What to do: Scan the records below for the line with "Query: hill crest" and the line with "[ ] a keypoint on each instance of the dirt". Repeat those two lines and every line between them exactly, and nothing else.

START Supplied information

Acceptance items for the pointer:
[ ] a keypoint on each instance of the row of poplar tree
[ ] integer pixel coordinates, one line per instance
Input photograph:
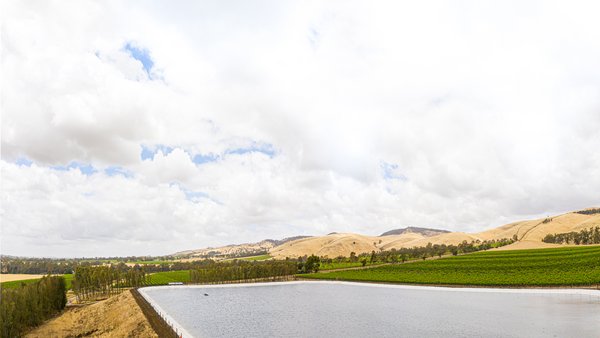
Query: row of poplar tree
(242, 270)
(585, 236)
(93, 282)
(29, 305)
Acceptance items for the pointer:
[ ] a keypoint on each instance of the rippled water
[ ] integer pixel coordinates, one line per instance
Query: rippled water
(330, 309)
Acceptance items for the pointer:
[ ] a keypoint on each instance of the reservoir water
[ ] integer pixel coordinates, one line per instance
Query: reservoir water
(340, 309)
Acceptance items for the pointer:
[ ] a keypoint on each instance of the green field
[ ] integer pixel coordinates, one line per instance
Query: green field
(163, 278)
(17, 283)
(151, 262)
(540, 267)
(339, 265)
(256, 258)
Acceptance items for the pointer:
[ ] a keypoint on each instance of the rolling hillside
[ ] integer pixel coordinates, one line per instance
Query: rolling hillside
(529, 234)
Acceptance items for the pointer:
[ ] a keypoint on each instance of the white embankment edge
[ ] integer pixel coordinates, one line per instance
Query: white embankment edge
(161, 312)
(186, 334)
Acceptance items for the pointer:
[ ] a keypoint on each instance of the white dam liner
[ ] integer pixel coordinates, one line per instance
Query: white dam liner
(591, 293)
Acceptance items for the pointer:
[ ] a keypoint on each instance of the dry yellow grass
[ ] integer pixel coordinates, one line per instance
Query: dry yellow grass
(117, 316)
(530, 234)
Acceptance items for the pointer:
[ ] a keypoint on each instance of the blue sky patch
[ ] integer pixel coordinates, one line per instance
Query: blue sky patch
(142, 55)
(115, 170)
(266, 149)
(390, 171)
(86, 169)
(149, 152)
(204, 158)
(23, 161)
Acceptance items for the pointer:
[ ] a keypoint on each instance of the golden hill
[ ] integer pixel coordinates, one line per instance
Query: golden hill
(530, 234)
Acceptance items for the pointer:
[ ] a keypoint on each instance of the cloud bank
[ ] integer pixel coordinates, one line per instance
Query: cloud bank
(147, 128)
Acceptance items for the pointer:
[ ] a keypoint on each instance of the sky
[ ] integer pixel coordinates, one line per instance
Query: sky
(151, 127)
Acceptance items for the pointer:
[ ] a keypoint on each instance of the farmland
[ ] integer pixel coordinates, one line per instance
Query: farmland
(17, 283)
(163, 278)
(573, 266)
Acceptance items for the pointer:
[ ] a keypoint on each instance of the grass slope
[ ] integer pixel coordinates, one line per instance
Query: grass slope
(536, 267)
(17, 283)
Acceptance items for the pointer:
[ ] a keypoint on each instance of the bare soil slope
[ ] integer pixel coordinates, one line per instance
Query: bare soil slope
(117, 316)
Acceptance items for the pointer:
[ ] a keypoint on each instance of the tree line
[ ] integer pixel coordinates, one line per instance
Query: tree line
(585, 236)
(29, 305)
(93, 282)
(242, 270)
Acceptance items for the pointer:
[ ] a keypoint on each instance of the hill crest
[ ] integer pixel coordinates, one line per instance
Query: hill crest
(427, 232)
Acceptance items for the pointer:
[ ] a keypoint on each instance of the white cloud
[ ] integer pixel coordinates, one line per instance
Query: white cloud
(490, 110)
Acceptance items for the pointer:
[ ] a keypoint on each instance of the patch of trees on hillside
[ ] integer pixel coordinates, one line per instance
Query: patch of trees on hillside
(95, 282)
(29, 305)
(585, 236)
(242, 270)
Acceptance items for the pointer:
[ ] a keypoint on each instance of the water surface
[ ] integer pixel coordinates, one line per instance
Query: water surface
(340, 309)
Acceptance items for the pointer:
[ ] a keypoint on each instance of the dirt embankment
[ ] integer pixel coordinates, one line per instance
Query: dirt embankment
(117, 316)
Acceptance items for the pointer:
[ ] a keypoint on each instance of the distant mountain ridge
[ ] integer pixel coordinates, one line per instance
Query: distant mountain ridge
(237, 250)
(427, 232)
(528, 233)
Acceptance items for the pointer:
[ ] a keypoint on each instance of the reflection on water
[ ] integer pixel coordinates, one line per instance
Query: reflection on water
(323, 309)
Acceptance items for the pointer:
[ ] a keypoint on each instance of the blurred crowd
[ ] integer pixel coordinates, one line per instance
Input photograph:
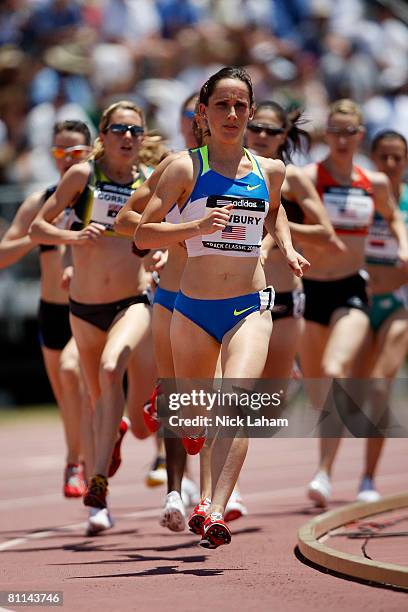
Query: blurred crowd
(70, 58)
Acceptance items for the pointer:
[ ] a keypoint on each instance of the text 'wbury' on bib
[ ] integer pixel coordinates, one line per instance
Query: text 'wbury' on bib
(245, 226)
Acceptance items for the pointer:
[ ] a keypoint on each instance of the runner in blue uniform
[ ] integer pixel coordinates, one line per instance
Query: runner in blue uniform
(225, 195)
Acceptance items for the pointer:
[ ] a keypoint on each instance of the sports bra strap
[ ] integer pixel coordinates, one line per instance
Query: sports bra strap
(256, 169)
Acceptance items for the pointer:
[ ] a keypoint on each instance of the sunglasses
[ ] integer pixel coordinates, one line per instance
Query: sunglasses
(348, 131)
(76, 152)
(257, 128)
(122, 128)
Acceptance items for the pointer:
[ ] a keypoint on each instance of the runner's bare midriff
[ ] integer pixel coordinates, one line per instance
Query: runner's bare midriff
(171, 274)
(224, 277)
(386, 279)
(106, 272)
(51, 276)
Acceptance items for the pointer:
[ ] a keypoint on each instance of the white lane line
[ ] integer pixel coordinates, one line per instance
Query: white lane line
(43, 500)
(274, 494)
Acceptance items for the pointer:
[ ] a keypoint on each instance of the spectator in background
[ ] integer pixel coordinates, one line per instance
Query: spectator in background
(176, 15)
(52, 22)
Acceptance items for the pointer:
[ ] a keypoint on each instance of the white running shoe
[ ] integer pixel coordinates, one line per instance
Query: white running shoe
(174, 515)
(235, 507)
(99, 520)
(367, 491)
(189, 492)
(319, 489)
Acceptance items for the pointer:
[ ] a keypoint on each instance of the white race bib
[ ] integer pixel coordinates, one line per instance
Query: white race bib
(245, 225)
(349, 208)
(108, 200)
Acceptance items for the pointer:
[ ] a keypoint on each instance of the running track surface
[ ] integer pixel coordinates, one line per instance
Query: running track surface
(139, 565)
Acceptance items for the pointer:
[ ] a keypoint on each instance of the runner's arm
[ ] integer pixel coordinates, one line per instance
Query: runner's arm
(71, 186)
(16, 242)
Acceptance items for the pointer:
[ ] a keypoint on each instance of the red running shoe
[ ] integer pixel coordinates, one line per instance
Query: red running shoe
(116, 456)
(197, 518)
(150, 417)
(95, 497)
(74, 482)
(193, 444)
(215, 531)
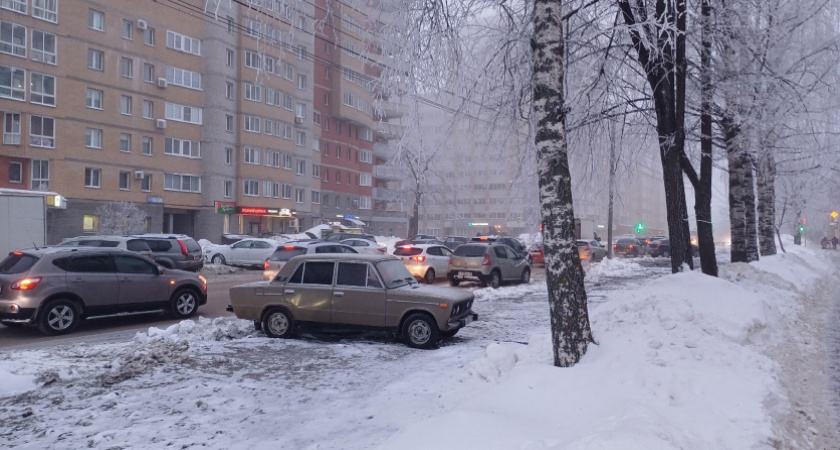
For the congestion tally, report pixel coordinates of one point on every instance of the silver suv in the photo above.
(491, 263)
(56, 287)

END Supplied information

Output of the task:
Query: hill crest
(427, 232)
Acceptance items for the pointer:
[ ] a keypoint on each instance of the white cloud
[ ] integer pixel coordinates, one line per instance
Query: white cloud
(490, 110)
Acceptance items for the pointer:
[ ] a keypoint on each instance of the patch of trees on hillside
[ ] integer pixel coordinates, one line per instance
Query: patch of trees on hillside
(95, 282)
(29, 305)
(585, 236)
(242, 270)
Acceptance items for the pointer:
[ ] a keypoint on each instance of the water surface
[ ] integer pixel coordinates, one line per instance
Query: water surface
(340, 309)
Acceptance items for the pointer:
[ ] a keypoint on each instance of the dirt embankment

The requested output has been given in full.